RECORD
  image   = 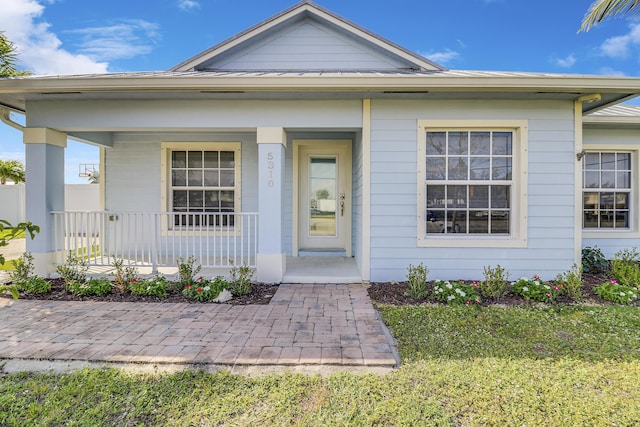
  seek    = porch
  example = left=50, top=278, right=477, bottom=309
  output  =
left=52, top=211, right=362, bottom=283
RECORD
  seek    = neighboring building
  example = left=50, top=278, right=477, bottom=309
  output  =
left=0, top=1, right=640, bottom=282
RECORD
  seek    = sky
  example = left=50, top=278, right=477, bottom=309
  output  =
left=0, top=0, right=640, bottom=184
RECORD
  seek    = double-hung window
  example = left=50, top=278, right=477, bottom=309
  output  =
left=163, top=143, right=240, bottom=231
left=418, top=123, right=526, bottom=246
left=582, top=151, right=632, bottom=230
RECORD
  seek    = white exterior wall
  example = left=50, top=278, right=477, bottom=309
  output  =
left=580, top=129, right=640, bottom=259
left=0, top=184, right=25, bottom=225
left=371, top=100, right=575, bottom=281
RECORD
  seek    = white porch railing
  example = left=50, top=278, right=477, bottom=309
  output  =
left=53, top=211, right=258, bottom=272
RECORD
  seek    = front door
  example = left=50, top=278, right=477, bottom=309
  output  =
left=296, top=141, right=351, bottom=256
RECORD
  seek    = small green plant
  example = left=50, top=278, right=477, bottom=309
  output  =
left=112, top=257, right=138, bottom=293
left=511, top=274, right=562, bottom=302
left=555, top=264, right=584, bottom=301
left=406, top=263, right=429, bottom=300
left=16, top=276, right=51, bottom=294
left=229, top=264, right=255, bottom=297
left=593, top=280, right=638, bottom=305
left=9, top=252, right=34, bottom=285
left=182, top=276, right=229, bottom=302
left=433, top=280, right=481, bottom=305
left=65, top=278, right=112, bottom=297
left=178, top=255, right=202, bottom=289
left=56, top=253, right=89, bottom=284
left=611, top=247, right=640, bottom=288
left=480, top=264, right=509, bottom=299
left=582, top=246, right=609, bottom=274
left=128, top=275, right=169, bottom=298
left=0, top=219, right=40, bottom=265
left=0, top=285, right=20, bottom=299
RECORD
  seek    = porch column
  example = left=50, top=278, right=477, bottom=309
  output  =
left=23, top=128, right=67, bottom=277
left=256, top=127, right=287, bottom=283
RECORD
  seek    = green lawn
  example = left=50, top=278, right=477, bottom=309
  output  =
left=0, top=306, right=640, bottom=426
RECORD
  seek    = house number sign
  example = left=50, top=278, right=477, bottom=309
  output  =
left=267, top=151, right=276, bottom=187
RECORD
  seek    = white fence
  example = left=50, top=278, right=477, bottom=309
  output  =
left=53, top=211, right=258, bottom=272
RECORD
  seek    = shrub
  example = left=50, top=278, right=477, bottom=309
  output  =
left=178, top=255, right=202, bottom=289
left=593, top=280, right=638, bottom=304
left=229, top=264, right=255, bottom=297
left=0, top=285, right=20, bottom=299
left=113, top=257, right=138, bottom=292
left=16, top=276, right=51, bottom=294
left=406, top=263, right=429, bottom=300
left=582, top=246, right=609, bottom=273
left=9, top=252, right=34, bottom=285
left=56, top=253, right=89, bottom=284
left=555, top=264, right=584, bottom=301
left=65, top=278, right=112, bottom=297
left=480, top=264, right=509, bottom=299
left=611, top=247, right=640, bottom=288
left=128, top=275, right=169, bottom=298
left=511, top=274, right=562, bottom=302
left=182, top=276, right=229, bottom=302
left=433, top=280, right=480, bottom=305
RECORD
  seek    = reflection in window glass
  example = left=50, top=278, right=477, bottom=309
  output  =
left=582, top=152, right=632, bottom=230
left=425, top=130, right=513, bottom=235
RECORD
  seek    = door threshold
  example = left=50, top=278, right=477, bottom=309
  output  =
left=298, top=249, right=347, bottom=257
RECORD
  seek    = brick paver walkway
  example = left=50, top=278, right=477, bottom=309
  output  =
left=0, top=284, right=398, bottom=367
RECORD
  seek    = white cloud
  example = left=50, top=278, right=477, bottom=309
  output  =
left=600, top=22, right=640, bottom=58
left=68, top=19, right=160, bottom=61
left=0, top=0, right=108, bottom=74
left=178, top=0, right=200, bottom=10
left=551, top=54, right=577, bottom=68
left=599, top=67, right=626, bottom=77
left=421, top=49, right=460, bottom=65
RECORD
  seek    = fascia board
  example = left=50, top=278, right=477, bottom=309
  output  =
left=0, top=75, right=640, bottom=94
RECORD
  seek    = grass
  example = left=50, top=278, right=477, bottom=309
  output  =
left=0, top=306, right=640, bottom=426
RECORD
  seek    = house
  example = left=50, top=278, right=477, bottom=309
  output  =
left=0, top=1, right=640, bottom=282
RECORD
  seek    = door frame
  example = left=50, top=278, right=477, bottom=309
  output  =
left=291, top=139, right=353, bottom=257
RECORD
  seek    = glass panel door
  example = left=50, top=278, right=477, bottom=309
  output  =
left=308, top=156, right=337, bottom=236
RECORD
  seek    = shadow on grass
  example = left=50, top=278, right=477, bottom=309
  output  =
left=379, top=305, right=640, bottom=362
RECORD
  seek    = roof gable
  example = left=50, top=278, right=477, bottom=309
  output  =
left=170, top=1, right=444, bottom=71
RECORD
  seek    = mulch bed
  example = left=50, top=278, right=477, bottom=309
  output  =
left=4, top=279, right=278, bottom=305
left=368, top=273, right=610, bottom=306
left=3, top=274, right=620, bottom=306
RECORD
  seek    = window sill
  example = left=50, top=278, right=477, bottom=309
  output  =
left=418, top=235, right=527, bottom=248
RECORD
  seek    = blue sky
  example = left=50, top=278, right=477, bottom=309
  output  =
left=0, top=0, right=640, bottom=183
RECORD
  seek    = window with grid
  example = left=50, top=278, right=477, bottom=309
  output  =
left=423, top=130, right=514, bottom=235
left=170, top=150, right=237, bottom=226
left=582, top=152, right=631, bottom=230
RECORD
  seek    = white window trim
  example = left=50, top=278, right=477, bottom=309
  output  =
left=160, top=142, right=242, bottom=236
left=417, top=120, right=529, bottom=248
left=577, top=144, right=640, bottom=239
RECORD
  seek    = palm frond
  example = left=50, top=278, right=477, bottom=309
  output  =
left=578, top=0, right=640, bottom=32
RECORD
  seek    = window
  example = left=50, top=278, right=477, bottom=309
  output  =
left=163, top=144, right=240, bottom=226
left=418, top=122, right=526, bottom=246
left=582, top=152, right=631, bottom=230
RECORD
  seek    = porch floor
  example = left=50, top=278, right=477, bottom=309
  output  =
left=282, top=256, right=362, bottom=283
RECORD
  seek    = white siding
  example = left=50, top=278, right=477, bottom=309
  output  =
left=579, top=129, right=640, bottom=259
left=204, top=20, right=407, bottom=70
left=371, top=100, right=575, bottom=281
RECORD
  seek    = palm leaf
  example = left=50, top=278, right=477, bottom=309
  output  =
left=578, top=0, right=640, bottom=32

───

=== What you will do ===
Starting at the beginning of the listing and going on through the line with "left=52, top=211, right=362, bottom=283", write those lines out again. Multiply each bounding-box coordinate in the answers by 0.85 and round to a whole number with halves rounded up, keep every other line and number unchanged, and leave the image out.

=== Result of this exercise ===
RECORD
  image   = 
  seek    = porch
  example = left=50, top=278, right=477, bottom=309
  output  =
left=44, top=179, right=308, bottom=241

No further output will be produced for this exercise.